_OBJECTIVE_
Write out the line with "red brick building" and every later line through the end of the data below, exactly as given, with no pictures in the copy.

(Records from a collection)
>>

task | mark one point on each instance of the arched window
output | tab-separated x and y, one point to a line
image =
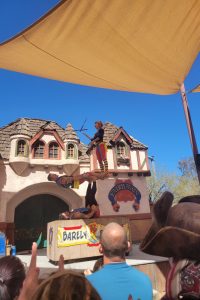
70	151
121	149
22	148
53	150
38	149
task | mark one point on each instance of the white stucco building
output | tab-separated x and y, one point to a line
31	148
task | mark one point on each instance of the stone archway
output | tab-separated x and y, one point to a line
38	203
32	216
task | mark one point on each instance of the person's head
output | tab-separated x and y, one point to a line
114	242
98	265
98	124
68	285
12	275
52	177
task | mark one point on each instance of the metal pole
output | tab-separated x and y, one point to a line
190	129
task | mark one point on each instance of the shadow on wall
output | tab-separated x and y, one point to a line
3	176
31	218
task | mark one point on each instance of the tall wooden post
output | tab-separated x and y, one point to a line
190	129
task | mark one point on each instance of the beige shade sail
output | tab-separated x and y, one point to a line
134	45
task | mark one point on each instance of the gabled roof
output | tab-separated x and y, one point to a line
112	134
21	127
32	127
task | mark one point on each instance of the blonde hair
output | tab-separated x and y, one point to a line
66	285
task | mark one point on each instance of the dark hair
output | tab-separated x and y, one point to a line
114	246
98	264
12	275
100	123
68	285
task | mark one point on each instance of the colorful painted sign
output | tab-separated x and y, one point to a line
82	234
76	235
124	190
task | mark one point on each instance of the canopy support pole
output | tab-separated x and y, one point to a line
190	129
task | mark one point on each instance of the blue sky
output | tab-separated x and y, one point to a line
156	121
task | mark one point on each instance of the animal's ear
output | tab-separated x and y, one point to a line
100	249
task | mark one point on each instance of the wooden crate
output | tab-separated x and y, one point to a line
77	239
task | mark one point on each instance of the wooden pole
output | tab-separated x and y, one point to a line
190	129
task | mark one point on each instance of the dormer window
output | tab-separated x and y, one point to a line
121	150
22	148
122	154
71	151
38	149
53	150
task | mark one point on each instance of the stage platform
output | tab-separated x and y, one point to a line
155	267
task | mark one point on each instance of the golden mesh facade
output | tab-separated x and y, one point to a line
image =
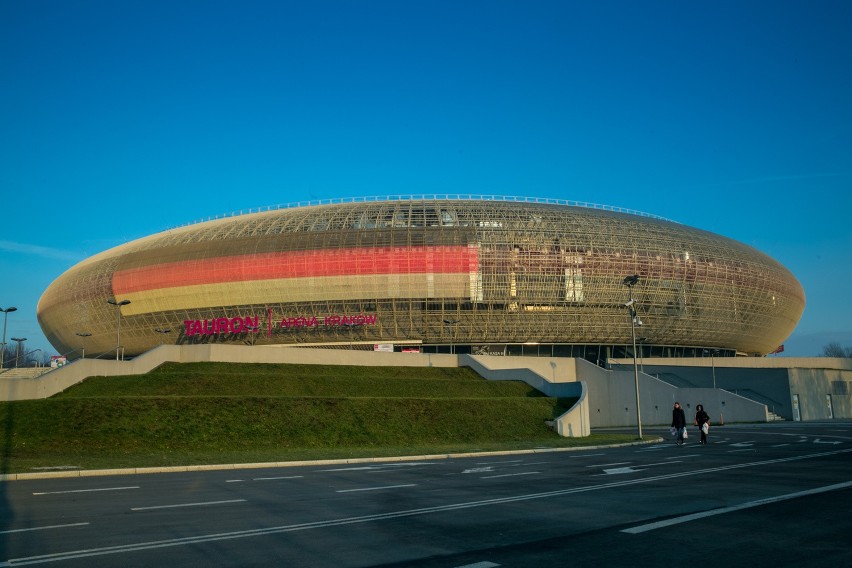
470	273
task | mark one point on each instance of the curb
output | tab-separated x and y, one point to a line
343	461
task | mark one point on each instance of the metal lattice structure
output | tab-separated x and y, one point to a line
429	272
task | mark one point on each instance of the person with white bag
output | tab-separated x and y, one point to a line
702	420
679	423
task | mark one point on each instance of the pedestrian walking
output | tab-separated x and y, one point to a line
678	422
702	420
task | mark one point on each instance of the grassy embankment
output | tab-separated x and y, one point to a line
215	413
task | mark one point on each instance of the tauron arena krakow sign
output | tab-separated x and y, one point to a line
251	324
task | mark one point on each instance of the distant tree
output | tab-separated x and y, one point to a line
834	349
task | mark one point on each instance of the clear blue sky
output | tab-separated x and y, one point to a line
121	119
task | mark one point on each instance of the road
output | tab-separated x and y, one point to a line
757	495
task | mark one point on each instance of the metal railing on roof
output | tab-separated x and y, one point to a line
430	197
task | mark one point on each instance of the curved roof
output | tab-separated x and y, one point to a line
501	271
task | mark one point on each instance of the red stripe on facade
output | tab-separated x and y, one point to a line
298	264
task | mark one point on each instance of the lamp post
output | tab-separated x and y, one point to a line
713	363
19	340
452	323
163	332
37	363
118	305
630	282
3	352
83	336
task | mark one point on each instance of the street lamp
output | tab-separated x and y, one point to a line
19	340
630	282
163	331
37	364
83	336
118	305
713	363
3	352
452	322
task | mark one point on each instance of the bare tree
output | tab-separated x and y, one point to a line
834	349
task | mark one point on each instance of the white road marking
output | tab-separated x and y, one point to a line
620	471
376	488
150	545
509	474
85	490
44	528
202	504
758	503
382	466
274	478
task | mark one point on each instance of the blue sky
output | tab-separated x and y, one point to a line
121	119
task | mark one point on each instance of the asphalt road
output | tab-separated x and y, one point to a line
757	495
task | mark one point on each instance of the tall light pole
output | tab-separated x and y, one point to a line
118	305
19	340
37	363
163	332
713	363
83	336
630	282
3	352
452	323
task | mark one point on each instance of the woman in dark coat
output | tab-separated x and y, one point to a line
701	418
678	422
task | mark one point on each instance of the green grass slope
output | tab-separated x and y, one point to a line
211	413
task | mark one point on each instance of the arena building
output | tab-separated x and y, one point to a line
478	275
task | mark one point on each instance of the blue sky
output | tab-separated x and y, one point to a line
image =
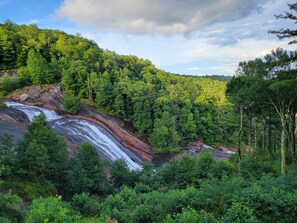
194	37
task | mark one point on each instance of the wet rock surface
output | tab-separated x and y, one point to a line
50	97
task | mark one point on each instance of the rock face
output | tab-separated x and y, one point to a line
50	96
196	148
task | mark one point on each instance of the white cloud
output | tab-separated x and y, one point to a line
153	16
212	49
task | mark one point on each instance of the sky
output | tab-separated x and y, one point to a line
193	37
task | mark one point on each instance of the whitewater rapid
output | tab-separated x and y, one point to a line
80	130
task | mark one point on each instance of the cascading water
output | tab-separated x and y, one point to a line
82	130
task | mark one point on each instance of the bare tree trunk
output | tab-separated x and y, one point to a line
90	89
275	141
293	138
255	136
250	134
283	151
264	134
239	133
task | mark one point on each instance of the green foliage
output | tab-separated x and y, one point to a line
85	204
239	213
37	66
11	208
120	174
70	103
86	172
51	209
190	216
30	190
126	86
7	156
38	156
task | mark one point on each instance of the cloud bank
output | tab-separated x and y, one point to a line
155	16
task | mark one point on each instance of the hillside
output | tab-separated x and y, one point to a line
170	110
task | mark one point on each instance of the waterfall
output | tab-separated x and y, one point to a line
80	130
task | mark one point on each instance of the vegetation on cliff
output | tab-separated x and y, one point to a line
170	110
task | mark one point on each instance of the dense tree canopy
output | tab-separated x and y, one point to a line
126	86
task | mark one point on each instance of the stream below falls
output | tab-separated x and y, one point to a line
79	130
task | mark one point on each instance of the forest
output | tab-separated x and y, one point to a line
254	112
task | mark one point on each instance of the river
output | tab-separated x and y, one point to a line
79	130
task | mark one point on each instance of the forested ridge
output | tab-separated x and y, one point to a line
255	112
170	110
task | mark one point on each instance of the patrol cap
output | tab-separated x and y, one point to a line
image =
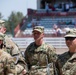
71	33
39	29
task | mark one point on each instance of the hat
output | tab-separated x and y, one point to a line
71	33
39	29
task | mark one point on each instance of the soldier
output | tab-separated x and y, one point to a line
7	65
68	59
40	57
13	50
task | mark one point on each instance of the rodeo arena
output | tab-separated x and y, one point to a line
57	17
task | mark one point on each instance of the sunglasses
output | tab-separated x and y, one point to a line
69	38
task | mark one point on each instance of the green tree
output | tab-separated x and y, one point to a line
1	15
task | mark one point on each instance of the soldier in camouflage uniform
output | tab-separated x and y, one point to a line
13	50
40	56
68	59
7	64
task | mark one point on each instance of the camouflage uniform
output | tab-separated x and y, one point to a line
68	59
38	57
13	50
7	65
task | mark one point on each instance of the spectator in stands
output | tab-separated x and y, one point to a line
67	7
74	21
33	22
40	56
68	59
47	7
57	30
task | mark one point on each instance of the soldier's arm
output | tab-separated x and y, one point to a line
9	66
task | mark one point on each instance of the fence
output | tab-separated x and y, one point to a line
56	42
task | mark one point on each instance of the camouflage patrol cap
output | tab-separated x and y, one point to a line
71	33
39	29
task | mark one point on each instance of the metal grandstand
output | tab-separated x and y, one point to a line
41	17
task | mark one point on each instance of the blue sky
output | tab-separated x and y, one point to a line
7	6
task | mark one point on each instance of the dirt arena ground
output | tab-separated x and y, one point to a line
58	50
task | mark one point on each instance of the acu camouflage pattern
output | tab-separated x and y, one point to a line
7	66
35	57
68	63
14	51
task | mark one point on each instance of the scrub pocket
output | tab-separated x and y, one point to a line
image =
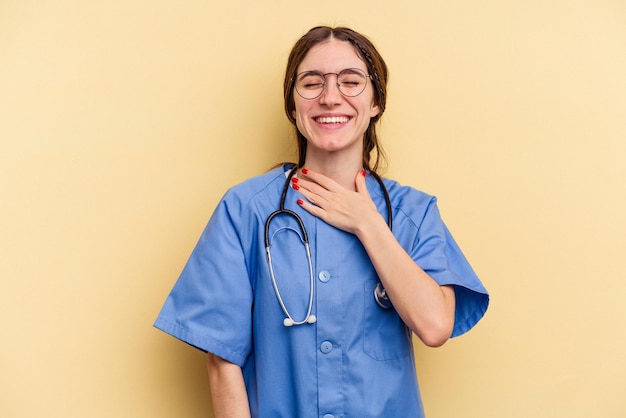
385	336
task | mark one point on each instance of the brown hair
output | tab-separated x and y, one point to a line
376	67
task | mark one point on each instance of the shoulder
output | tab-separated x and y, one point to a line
407	199
256	187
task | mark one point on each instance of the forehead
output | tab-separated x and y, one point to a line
331	56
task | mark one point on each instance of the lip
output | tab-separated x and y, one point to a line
331	120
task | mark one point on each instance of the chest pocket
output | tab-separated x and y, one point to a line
385	336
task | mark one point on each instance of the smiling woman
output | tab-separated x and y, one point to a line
317	297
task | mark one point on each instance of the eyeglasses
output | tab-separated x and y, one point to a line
351	82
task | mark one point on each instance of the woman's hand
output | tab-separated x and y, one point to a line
334	204
424	306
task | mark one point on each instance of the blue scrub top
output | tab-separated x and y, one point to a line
357	360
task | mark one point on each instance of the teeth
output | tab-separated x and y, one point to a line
333	119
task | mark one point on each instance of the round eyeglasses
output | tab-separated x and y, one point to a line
351	82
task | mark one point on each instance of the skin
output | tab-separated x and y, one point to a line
332	186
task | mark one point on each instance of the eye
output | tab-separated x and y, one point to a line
310	81
352	77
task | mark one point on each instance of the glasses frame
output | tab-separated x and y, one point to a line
295	82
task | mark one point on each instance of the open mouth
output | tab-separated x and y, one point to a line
332	119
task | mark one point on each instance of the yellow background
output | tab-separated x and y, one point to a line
123	122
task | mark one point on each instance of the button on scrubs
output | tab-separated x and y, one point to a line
357	360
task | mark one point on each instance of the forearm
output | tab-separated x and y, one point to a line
228	392
425	306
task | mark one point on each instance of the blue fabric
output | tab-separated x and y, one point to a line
357	359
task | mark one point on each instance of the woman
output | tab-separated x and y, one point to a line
327	333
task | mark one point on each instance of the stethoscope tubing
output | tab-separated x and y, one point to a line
380	295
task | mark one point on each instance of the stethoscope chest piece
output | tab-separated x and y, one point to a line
381	298
380	295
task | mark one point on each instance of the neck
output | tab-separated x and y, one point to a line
340	168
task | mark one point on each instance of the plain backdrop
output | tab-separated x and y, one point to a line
123	122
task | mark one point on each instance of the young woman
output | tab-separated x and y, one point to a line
309	281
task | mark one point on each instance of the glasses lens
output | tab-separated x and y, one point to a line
352	82
310	85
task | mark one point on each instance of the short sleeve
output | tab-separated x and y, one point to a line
210	305
438	254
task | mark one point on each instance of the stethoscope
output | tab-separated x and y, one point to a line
380	295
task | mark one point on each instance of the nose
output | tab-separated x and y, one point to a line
331	94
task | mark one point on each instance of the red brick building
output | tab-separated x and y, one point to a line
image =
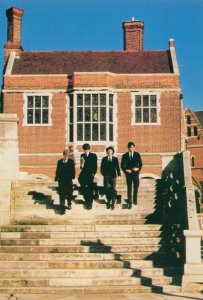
194	141
66	98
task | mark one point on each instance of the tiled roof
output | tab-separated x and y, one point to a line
67	62
199	116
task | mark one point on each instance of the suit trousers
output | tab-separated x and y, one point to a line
65	192
87	190
110	189
132	181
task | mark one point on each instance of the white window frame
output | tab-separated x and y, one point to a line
148	93
25	108
106	141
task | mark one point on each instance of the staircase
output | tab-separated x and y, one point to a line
96	251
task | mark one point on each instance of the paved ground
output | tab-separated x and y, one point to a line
181	296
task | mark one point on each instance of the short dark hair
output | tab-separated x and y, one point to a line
110	148
86	146
66	151
131	144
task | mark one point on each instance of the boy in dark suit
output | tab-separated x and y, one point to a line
65	173
131	164
110	170
88	166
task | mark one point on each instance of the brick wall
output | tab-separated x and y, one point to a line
41	146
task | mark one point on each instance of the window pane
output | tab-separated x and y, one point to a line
103	114
29	101
153	100
87	99
95	114
37	101
80	114
95	135
79	100
153	115
103	99
111	132
138	115
188	131
195	131
87	132
146	115
71	115
30	116
95	99
79	132
87	114
110	114
45	101
45	116
71	100
145	100
71	133
102	132
137	100
111	100
37	116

<<

_TASK SOLUTION_
task | mark one point on each instance of the red brick building
output | tab-separated x and y, one point to a line
image =
194	141
66	98
task | mark one point on each instance of the tiled roof
output | tab-separated x and y, one point to a line
67	62
199	116
task | mark one point on each instance of the suit trousers
output | tab-separated x and y, one point to a line
65	192
87	190
110	189
132	181
task | mark one point on each instance of the white window frame
output | tab-separated x and y, one point to a line
148	93
25	108
106	141
task | mark one point on each instance of the staircase
output | tab-separated x and y, one point to a line
96	251
task | mark one point on each instance of the paved ground
output | tab-separated x and y, one point to a line
181	296
task | mark one point on each instance of the short dark hair
output | tab-separated x and y, one point to a line
110	148
86	146
66	151
131	144
task | mark one point on each instance of the boy in dark suit
output | tab-separated x and y, one point to a line
65	173
131	164
110	170
88	166
task | mark one point on each instance of the brick wall
output | tab-separated x and y, one point to a line
41	146
task | mark one point on each instance of the window pane
output | tab-separated x and y, one point to a line
103	114
29	101
153	100
87	99
95	114
37	101
80	114
95	135
79	100
153	115
103	99
111	132
138	115
188	131
195	131
87	132
146	115
71	115
30	116
95	99
79	132
87	114
110	114
45	101
45	116
71	100
145	100
71	133
102	132
137	100
111	100
37	116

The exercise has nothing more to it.